__DIRECTIONS__
Locate each line in the records below that contains the word "green", and copy those lines.

__GIVEN RECORDS__
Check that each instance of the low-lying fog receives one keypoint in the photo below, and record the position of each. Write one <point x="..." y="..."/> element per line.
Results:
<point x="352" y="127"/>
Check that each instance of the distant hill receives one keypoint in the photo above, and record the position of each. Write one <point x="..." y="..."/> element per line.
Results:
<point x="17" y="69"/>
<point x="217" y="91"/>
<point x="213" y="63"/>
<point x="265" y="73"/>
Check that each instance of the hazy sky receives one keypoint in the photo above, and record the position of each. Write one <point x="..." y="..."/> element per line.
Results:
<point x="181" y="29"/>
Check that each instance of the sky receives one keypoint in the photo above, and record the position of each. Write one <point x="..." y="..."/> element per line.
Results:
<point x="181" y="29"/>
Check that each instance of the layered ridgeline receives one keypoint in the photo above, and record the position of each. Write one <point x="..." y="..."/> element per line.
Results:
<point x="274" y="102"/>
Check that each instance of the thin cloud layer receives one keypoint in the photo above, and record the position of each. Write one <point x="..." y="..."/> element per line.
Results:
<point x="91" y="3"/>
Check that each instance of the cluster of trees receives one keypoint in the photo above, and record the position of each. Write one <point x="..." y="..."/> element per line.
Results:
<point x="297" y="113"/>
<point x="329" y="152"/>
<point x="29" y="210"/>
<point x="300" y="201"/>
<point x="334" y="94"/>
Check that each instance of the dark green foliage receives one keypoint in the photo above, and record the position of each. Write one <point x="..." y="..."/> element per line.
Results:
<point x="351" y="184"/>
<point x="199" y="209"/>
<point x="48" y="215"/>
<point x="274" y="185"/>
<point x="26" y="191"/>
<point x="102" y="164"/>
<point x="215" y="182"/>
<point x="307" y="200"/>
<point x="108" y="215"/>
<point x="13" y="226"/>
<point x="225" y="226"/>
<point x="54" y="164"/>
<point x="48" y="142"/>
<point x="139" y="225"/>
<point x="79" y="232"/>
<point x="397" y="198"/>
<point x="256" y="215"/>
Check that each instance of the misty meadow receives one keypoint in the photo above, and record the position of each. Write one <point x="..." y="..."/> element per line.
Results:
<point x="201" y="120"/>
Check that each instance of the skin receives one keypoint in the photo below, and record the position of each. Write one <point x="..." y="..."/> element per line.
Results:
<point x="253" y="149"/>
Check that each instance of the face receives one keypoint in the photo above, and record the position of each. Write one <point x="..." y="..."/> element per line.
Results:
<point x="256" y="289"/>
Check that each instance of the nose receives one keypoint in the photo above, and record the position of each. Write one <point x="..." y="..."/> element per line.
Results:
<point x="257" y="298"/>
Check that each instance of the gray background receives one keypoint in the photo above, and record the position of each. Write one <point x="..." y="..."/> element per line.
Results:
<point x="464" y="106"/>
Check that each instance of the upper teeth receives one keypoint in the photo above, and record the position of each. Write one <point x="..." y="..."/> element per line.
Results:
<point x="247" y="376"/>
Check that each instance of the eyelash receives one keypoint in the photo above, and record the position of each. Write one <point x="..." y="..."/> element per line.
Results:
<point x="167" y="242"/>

--

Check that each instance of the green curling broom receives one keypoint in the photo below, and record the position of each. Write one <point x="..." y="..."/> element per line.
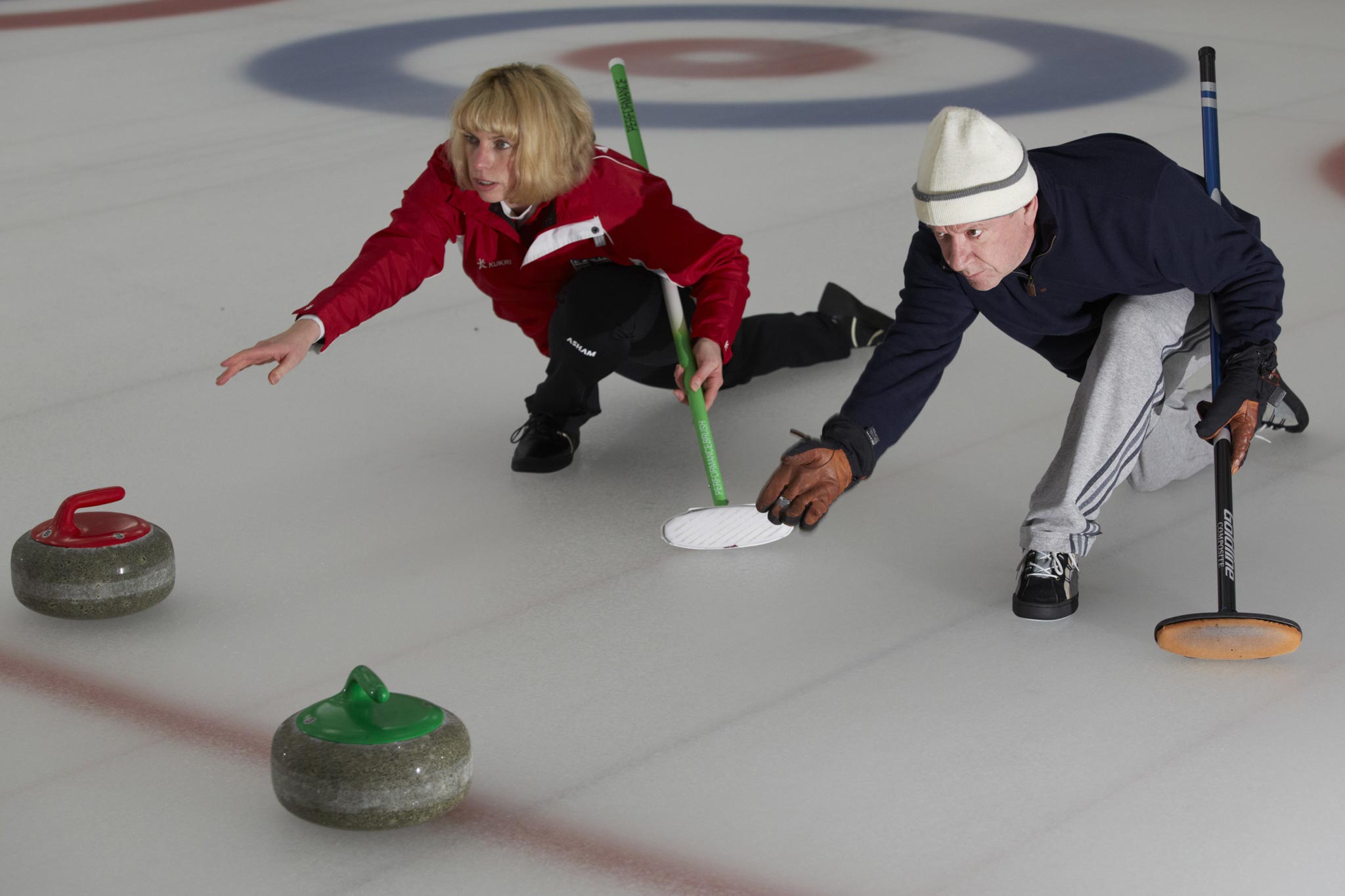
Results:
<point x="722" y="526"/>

__COMPLETE ANSWER__
Check that each instance of the dark green foliage receives one keypoint in the photo above, and record the position of each. Write one <point x="..." y="..."/> element per line.
Check that each instance of the green curling broom receives one keypoint in the photo below, and record the position of each. Write one <point x="..." y="..."/> element per line.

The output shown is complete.